What you are asked to do
Extract, exactly as written, all lines of the material below from the line that includes "Every instance of the white" through its last line.

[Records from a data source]

■ ■ ■ ■ ■

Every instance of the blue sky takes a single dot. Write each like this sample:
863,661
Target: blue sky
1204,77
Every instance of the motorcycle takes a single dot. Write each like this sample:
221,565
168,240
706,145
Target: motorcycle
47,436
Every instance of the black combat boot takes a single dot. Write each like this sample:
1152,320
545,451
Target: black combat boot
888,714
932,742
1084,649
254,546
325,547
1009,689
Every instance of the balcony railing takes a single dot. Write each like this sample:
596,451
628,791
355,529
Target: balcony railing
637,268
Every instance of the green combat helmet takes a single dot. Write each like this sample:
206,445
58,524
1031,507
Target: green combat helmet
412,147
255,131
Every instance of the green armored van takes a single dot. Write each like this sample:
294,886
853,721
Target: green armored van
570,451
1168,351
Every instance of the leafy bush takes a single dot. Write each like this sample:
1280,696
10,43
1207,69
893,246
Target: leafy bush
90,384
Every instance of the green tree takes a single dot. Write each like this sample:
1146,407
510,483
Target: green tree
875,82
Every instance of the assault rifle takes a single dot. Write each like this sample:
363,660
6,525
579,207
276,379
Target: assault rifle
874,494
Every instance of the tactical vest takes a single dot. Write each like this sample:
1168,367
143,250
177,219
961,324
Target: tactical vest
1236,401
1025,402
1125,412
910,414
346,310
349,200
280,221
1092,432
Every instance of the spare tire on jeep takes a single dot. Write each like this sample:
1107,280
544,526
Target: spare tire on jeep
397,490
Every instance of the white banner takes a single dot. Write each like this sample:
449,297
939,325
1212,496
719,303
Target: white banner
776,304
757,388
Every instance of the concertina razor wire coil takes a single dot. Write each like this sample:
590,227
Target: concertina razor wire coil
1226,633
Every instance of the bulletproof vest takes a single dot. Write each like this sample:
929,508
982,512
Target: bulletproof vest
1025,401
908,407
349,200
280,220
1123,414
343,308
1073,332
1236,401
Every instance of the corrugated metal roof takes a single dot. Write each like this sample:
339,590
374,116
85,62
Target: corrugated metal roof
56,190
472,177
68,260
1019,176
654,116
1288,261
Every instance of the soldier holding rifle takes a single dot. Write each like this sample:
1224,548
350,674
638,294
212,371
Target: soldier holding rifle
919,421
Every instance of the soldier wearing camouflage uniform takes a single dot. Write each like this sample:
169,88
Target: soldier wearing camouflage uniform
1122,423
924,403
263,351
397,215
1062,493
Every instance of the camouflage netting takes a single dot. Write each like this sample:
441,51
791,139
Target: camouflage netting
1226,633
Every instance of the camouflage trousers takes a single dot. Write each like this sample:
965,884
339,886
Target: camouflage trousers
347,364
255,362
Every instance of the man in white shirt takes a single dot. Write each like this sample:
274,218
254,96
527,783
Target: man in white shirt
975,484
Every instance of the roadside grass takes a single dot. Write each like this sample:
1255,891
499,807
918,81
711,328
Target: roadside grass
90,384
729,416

■ ■ ■ ■ ■

Final answer
Every instance of the white banner takes a single dot. Write each like this sample:
449,297
939,325
1212,496
719,303
Target: white banner
776,304
757,388
Every instance of the concertina razor wire coil takes a single dot. Write each like this sample:
590,227
Target: concertina razor wire coil
1226,633
Every instance of the bulletproof vest takes a single dot. Write each like this sample:
929,508
982,512
Target: bulletproof vest
1025,401
908,407
349,200
280,220
1123,414
343,308
1073,332
1236,401
Every instance of the corrugated metal roof takes a single dot. Write each like this sample:
339,590
374,116
85,62
Target: corrugated metal roof
56,190
472,177
68,260
1019,176
654,116
1288,261
Every instance of the soldier holding rifle takes a single dot. Write each like this sample:
1224,548
350,674
638,294
212,371
Target: soldier holding rifle
919,421
Every instance of the soldier wearing camouflage uniform takes a single dot. Write each like this sample:
169,88
Target: soldier wearing camouflage uniform
1122,423
924,403
263,351
397,215
1062,493
Every instance of the camouflage netting takes a single dot. Write each like this sample:
441,51
791,139
Target: camouflage netting
1226,633
Every instance of the camouflage trousers takes a single dot. Write each like this sample:
965,884
339,886
Target: camouflage trousers
347,364
255,362
Every instance of the man in white shirt takes a single dot. Write each like this sample:
274,218
254,96
527,783
Target: man in white shirt
975,484
Every instance of the roadside grass takes a single dot. Write each like this sample:
1255,891
499,807
918,81
711,328
Target: roadside grass
90,384
729,416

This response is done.